23.12.2015

С писателем Сорокиным я познакомился на первом курсе и его книги сразу стали для меня настольными. Большая часть художественной прозы казалась мне тогда чудовищным занудством: в ней не было драйва, который я ценил в стихах и в музыке, а читать толстенную томину ради пары куцых мыслей, уместившихся бы на четырех строчках, мне не слишком хотелось. В конце концов, я вырос в семье, в которой светское искусство никогда не обладало статусом священной коровы; зато у моей матери была огромная околодуховная библиотека, состоящая из купленных в церковной лавке книжек, журналов и брошюр.

Я часто листал их в уже сознательном возрасте, оставаясь дома один и, то глупо подхихикивал над перекрашенной в православные тона советской безвкусицей, то пытался найти там какой-нибудь нормальный житейский совет на все случаи жизни - но в глубине души мне все это очень нравилось, все эти правила, запреты, магические формулы, девственность до брака, бесы под кроватью и первая исповедь без бумажки. Чистая архаика, полное отсутствие культуры, которая нападала со всех сторон, заволакивая мои архетипы своими библиотеками, университетами, латынью и немецкими профессорами двухсотлетней давности. В новой среде я чувствовал себя неуютно – там было слишком много рационального, а мне требовался тот, кто готов был взять меня за руку как маленького ребенка и сказать: «Не бойся! Сейчас я разъебу весь этот высокомерный шабаш и мы отправимся отсюда в ИМПЕРИЮ ЖИВОГО СВЕТА».

> **Исходные записи**

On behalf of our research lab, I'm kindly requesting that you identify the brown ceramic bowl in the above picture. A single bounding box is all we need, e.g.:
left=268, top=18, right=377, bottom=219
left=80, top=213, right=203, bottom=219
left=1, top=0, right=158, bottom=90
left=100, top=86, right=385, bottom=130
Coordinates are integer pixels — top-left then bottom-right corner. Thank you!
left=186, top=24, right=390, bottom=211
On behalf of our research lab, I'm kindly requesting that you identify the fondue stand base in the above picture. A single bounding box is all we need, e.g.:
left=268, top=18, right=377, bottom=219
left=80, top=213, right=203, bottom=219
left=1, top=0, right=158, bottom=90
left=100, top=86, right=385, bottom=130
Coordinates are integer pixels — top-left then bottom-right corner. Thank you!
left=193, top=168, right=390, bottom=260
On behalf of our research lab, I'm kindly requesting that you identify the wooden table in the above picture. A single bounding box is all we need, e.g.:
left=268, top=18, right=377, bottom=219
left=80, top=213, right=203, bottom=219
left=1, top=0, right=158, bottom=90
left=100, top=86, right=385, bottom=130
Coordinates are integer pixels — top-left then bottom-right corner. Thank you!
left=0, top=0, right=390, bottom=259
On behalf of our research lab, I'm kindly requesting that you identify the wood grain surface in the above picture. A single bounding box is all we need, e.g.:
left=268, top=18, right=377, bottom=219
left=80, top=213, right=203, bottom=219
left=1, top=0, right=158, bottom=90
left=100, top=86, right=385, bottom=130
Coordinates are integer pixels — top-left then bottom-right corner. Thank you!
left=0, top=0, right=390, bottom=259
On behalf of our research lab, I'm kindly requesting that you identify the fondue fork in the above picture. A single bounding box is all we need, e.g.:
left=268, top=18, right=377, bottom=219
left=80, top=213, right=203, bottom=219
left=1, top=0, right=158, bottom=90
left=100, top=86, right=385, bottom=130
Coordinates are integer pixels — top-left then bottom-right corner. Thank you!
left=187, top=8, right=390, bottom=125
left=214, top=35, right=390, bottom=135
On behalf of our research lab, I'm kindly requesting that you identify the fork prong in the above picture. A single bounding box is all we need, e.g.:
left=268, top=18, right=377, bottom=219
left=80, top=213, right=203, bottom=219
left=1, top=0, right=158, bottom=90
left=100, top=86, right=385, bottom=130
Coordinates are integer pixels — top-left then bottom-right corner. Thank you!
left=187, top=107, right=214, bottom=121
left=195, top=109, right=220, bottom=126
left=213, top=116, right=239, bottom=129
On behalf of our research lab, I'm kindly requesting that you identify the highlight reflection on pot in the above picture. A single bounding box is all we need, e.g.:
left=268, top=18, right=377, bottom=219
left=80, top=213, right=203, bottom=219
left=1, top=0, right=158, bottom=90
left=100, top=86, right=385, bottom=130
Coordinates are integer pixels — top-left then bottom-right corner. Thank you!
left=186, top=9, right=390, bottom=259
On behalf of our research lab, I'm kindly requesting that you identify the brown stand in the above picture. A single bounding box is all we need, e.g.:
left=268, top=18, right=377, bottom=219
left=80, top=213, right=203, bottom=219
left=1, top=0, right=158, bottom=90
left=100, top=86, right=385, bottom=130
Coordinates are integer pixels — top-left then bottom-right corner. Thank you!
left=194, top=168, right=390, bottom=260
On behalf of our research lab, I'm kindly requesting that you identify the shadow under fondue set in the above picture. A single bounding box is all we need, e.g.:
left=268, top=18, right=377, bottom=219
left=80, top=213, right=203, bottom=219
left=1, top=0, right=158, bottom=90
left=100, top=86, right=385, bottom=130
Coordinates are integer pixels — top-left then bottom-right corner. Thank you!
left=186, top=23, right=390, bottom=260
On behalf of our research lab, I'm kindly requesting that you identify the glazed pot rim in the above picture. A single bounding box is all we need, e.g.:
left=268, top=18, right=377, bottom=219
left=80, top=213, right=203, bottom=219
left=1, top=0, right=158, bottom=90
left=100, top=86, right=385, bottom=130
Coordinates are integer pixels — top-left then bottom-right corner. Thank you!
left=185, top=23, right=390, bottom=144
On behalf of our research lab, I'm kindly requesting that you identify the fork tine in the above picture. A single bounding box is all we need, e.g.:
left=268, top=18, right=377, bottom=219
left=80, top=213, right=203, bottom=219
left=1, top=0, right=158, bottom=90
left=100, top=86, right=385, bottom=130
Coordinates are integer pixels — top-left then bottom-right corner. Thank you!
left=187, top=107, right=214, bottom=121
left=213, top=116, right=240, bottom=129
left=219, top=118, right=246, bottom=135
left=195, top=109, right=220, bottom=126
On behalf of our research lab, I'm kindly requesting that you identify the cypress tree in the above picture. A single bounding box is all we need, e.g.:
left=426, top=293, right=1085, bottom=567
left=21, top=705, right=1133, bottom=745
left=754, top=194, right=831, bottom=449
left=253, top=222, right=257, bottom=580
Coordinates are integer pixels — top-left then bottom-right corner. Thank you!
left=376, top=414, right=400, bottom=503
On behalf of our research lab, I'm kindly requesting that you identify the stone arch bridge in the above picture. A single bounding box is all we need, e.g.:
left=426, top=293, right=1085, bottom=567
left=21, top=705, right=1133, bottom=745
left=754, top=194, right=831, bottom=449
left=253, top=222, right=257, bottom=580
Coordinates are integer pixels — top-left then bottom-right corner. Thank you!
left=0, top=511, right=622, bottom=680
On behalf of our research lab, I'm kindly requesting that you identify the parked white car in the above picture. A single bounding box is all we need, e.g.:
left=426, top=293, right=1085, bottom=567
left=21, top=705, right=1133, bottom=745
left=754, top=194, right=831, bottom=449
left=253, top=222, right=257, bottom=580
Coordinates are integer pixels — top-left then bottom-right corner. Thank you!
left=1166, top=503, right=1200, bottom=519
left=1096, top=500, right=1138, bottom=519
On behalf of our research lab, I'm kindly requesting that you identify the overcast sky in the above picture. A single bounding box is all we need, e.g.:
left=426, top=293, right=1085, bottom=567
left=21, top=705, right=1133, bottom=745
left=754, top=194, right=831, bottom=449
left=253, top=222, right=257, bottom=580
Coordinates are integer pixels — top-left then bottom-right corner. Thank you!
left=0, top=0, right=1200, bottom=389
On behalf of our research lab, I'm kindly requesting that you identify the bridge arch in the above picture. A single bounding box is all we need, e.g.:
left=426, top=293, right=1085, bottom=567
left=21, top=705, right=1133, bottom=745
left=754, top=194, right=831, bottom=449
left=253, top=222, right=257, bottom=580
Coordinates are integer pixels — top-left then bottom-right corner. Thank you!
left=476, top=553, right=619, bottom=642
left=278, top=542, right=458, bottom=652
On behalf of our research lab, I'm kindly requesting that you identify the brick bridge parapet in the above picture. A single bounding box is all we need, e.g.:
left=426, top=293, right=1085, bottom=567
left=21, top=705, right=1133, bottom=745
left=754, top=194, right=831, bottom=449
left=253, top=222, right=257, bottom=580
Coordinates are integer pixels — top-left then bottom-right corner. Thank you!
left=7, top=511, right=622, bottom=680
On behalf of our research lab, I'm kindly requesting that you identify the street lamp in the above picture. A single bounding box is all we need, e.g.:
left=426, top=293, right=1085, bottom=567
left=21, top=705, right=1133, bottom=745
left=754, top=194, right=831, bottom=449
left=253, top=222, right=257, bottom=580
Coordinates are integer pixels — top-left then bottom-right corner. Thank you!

> **Что нужно сделать**
Перепишите без изменений фрагмент текста о Сорокине от «С писателем Сорокиным» до «журналов и брошюр.». Эти записи взяты из другого источника.

> **Ответ ниже**
С писателем Сорокиным я познакомился на первом курсе и его книги сразу стали для меня настольными. Большая часть художественной прозы казалась мне тогда чудовищным занудством: в ней не было драйва, который я ценил в стихах и в музыке, а читать толстенную томину ради пары куцых мыслей, уместившихся бы на четырех строчках, мне не слишком хотелось. В конце концов, я вырос в семье, в которой светское искусство никогда не обладало статусом священной коровы; зато у моей матери была огромная околодуховная библиотека, состоящая из купленных в церковной лавке книжек, журналов и брошюр.